PAGE EXTRACT
Welcome Back to School: Setting Expectations for Students on the First Day

Welcome back to school! As we embark on this exciting new academic year, I want to share some key expectations to help us all start on the right foot. These guidelines will ensure a positive and productive environment for everyone.

The First Interaction with New Students

  1. Greeting at the Door: Stand at the classsroom door, greet each child by name, and engage with them. Ask about their summer to make them feel welcomed.

  2. Clear Instructions: Have concise written instructions on the board, such as where to sit and where to put their supplies.

  3. Welcome Letter: Write a welcome message on the board explaining the steps to follow while waiting for everyone to arrive:

    1. Find the desk with your name tag.

    2. Put supplies under the desk.

    3. Begin a prepared activity, like a class word search, with a sharpened pencil.

  4. Detailed Guidance: Think through every detail to help students feel calm and prepared. Encourage them to say hello to new classmates, talk quietly, and follow the activity as written on the board.

PROVIDED DATA
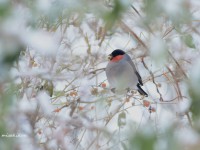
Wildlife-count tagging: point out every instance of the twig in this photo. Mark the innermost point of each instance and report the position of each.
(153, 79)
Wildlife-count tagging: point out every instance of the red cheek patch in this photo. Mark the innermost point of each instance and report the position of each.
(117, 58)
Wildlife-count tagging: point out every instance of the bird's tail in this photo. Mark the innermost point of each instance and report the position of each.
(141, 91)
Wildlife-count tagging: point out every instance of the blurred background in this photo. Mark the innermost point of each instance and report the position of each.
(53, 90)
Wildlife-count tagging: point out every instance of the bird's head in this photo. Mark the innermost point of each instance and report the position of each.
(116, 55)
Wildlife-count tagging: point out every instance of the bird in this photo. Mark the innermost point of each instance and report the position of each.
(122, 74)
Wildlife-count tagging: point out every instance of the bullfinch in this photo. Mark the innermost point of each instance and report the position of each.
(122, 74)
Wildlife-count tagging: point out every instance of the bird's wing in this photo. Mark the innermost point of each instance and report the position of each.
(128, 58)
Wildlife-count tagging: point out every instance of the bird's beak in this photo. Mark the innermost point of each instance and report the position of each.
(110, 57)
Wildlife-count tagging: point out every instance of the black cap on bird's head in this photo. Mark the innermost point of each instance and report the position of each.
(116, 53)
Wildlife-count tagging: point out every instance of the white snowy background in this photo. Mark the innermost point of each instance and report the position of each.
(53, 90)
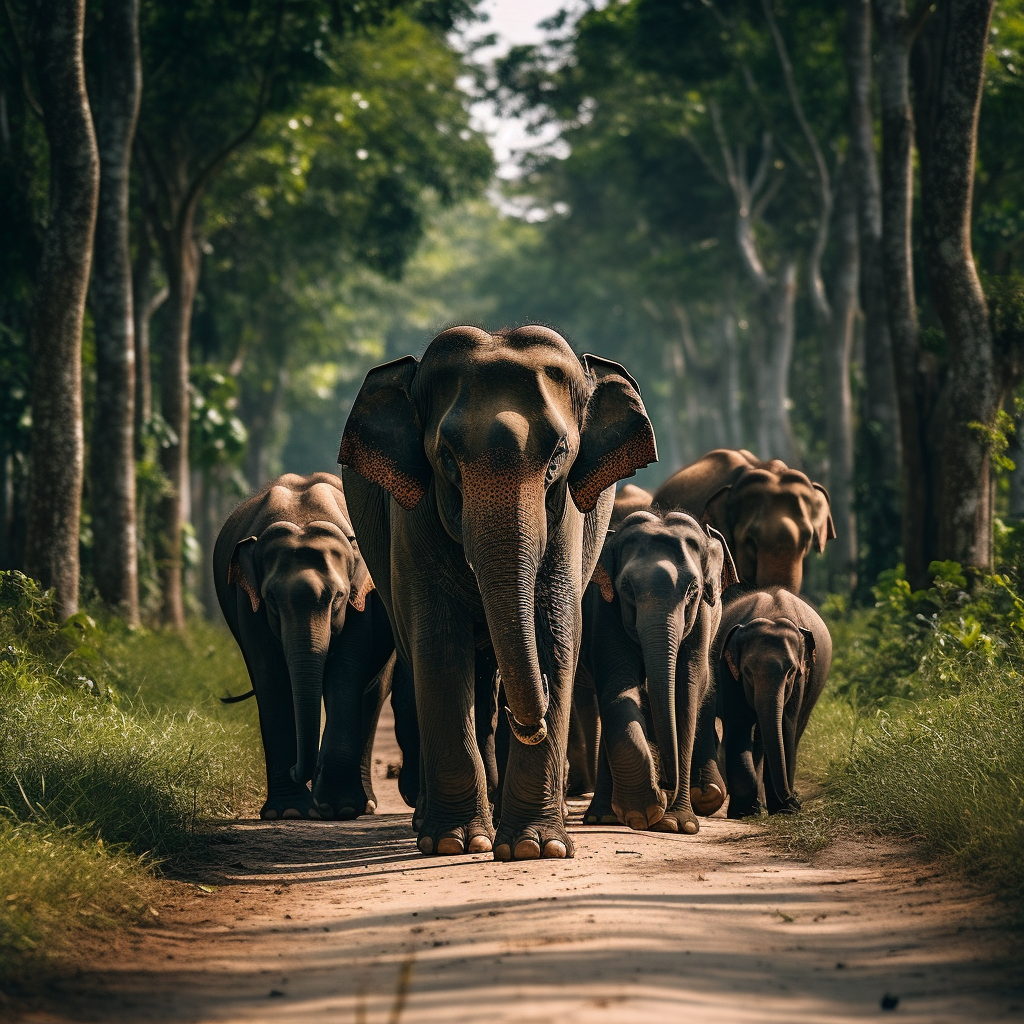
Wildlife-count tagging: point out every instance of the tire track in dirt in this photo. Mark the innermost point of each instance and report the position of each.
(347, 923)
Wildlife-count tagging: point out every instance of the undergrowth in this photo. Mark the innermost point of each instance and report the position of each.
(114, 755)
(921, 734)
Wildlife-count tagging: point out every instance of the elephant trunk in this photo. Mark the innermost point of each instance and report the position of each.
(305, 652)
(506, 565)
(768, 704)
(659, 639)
--
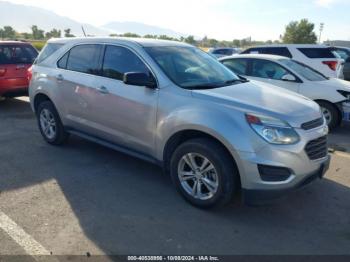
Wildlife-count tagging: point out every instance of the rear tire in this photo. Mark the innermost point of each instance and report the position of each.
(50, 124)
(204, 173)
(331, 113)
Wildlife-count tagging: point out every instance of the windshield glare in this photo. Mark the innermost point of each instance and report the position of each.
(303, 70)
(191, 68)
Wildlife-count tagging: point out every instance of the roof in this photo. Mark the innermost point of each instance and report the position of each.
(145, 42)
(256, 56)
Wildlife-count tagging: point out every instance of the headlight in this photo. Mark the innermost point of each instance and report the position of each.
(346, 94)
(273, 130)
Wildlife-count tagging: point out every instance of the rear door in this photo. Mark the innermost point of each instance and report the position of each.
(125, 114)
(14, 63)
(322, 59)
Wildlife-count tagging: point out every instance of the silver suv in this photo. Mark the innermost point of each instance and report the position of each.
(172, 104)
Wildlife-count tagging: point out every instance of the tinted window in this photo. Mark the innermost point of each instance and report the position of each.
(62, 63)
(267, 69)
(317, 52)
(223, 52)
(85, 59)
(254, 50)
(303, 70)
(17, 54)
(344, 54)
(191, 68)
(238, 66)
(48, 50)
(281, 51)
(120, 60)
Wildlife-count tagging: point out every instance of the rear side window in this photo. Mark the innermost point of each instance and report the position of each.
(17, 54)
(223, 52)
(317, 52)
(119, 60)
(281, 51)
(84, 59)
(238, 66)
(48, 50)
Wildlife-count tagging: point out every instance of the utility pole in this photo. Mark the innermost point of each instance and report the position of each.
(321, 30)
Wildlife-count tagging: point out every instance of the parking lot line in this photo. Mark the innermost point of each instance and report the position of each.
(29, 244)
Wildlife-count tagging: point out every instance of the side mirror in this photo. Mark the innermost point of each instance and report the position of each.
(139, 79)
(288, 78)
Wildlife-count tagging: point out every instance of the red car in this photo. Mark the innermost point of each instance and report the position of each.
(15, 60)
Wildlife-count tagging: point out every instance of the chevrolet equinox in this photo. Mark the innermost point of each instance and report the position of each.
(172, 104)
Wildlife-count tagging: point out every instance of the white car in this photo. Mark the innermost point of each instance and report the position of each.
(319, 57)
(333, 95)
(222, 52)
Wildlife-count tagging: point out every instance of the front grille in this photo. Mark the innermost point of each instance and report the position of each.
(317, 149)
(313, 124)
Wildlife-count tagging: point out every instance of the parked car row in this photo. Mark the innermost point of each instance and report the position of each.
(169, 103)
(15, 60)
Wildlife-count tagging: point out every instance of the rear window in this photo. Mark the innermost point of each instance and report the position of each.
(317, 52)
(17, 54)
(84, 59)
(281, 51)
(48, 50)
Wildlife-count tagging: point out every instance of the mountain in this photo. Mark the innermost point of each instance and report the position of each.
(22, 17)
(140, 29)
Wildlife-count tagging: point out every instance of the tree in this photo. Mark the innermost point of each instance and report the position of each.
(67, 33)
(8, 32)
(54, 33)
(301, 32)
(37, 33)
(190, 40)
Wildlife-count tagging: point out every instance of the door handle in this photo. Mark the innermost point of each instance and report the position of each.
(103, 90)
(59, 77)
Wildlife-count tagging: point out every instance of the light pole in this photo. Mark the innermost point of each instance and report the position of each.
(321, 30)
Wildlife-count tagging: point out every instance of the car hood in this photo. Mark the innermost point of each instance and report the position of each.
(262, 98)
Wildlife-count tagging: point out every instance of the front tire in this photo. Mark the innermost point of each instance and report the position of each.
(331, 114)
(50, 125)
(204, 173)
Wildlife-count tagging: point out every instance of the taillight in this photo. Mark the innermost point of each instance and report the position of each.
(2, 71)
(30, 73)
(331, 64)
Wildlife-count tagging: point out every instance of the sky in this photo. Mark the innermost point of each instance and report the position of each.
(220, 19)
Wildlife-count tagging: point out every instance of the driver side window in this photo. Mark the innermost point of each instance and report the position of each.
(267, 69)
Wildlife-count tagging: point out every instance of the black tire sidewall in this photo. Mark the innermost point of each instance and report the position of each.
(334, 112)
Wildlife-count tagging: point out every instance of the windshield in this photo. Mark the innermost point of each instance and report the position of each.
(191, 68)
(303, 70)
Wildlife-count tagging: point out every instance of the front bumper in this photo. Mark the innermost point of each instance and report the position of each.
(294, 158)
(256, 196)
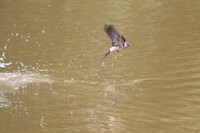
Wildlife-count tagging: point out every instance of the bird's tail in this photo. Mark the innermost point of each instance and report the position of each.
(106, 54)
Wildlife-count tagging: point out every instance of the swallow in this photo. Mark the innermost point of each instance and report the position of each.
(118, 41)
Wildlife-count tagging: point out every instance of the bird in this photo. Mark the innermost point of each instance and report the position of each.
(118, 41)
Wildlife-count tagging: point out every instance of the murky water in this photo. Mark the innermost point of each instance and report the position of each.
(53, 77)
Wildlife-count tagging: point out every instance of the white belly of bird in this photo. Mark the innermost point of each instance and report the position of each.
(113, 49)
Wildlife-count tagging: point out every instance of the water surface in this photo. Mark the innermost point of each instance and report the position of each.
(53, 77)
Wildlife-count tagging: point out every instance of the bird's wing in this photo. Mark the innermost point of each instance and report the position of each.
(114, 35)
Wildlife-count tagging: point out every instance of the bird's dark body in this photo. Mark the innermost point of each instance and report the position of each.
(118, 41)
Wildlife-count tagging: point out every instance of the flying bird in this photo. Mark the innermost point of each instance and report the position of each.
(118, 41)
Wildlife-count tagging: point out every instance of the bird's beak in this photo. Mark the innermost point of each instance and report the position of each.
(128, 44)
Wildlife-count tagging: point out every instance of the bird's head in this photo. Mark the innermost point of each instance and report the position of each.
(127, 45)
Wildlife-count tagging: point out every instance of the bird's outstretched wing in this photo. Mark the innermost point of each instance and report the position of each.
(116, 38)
==
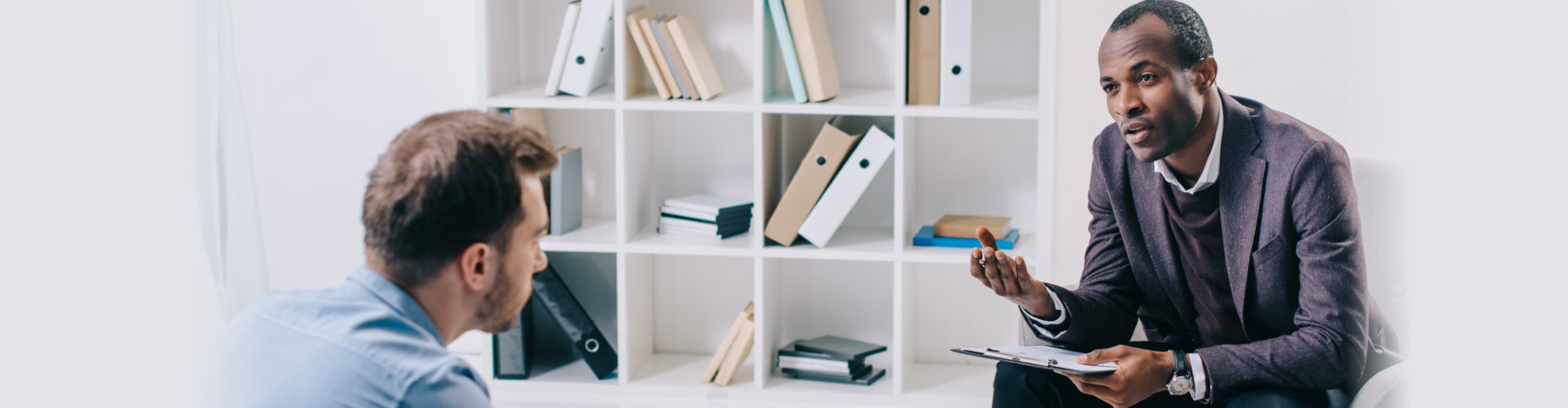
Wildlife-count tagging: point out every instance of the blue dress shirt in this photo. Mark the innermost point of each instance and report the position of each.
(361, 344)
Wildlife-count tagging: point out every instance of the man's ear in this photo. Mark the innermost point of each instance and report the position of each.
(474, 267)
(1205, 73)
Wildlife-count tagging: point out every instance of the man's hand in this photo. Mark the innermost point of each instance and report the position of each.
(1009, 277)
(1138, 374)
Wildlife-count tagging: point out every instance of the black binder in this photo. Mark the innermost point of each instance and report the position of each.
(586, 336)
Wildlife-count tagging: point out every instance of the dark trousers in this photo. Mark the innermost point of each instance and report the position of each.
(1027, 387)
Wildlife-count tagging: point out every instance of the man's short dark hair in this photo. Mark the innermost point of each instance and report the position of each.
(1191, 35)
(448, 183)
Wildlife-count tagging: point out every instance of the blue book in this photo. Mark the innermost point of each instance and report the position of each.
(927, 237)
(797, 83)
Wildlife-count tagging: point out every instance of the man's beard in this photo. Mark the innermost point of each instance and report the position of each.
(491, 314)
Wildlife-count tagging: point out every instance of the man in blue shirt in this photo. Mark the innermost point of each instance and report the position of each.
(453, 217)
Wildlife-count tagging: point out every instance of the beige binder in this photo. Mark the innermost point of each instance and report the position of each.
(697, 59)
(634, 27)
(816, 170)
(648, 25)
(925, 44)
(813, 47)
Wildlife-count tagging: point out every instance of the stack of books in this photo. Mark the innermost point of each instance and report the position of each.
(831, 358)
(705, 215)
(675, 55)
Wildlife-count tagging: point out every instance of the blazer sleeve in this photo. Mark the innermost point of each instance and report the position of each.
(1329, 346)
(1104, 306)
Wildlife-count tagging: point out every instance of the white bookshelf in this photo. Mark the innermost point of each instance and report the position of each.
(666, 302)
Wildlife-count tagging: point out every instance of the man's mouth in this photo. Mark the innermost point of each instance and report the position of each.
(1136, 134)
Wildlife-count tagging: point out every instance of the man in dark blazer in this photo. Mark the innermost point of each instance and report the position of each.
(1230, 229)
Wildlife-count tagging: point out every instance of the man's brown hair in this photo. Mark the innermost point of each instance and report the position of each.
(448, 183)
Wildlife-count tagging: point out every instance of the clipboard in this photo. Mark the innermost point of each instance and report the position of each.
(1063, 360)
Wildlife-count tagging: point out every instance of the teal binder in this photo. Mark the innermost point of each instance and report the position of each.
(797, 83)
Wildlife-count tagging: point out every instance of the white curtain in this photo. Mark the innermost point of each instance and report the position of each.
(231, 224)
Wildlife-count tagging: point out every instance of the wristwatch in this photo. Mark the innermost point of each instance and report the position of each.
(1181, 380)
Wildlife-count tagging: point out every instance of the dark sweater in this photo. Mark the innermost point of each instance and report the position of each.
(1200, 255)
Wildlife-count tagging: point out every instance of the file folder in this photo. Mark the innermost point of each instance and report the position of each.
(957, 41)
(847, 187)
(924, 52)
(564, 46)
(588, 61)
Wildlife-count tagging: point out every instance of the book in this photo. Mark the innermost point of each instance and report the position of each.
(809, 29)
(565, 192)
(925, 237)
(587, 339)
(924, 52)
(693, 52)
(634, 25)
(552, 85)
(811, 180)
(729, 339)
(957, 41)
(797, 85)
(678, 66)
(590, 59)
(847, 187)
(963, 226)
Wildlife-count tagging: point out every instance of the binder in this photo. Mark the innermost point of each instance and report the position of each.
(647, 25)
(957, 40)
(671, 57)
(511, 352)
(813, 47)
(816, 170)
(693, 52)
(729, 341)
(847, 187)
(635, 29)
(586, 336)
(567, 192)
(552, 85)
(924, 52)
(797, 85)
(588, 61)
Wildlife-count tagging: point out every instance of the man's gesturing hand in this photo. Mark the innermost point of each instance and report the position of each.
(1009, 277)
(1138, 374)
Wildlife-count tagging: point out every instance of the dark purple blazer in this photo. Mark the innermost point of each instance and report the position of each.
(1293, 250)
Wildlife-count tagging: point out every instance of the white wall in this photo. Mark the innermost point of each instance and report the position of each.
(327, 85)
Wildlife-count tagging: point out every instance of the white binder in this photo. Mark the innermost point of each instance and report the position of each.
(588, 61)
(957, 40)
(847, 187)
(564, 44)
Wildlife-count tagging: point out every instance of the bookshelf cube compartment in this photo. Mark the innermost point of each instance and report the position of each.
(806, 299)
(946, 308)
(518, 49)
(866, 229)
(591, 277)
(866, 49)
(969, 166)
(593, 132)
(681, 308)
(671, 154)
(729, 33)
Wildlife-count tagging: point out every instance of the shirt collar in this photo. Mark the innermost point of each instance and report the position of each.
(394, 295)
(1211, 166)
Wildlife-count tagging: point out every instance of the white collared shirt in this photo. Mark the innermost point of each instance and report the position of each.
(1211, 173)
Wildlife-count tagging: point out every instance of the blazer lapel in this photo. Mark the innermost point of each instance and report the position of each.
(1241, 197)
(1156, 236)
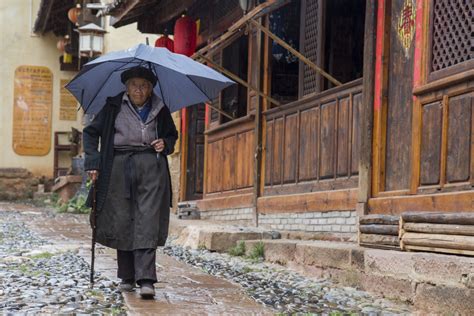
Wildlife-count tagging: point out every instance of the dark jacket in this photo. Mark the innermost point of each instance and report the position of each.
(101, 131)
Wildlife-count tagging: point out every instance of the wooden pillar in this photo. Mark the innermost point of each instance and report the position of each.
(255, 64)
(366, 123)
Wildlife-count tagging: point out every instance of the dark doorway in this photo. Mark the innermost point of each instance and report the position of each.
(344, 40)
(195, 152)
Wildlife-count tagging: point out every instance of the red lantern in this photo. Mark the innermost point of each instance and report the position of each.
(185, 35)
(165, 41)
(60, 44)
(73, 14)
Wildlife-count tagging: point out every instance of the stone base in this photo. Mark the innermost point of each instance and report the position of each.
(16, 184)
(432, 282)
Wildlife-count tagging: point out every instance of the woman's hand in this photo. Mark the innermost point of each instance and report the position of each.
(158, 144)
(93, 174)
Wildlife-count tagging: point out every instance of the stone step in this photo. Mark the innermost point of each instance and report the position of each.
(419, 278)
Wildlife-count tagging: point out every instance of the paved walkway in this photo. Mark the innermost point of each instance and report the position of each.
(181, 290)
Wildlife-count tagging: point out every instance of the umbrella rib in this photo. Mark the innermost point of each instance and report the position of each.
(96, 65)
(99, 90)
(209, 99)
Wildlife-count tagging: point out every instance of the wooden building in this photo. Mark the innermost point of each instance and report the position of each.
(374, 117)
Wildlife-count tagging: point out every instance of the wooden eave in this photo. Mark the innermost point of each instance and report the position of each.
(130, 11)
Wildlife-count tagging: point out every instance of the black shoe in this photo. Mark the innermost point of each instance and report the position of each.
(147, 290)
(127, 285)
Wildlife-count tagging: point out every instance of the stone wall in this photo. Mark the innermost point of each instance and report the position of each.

EXERCISE INSTRUCTIONS
Reproduce word for word the stretch of the first-day expectations text from "Welcome Back to School: Setting" through "environment for everyone.". Rely only on the first-day expectations text, not on the listing.

CORRECT RESPONSE
Welcome Back to School: Setting Expectations for Students on the First Day

Welcome back to school! As we embark on this exciting new academic year, I want to share some key expectations to help us all start on the right foot. These guidelines will ensure a positive and productive environment for everyone.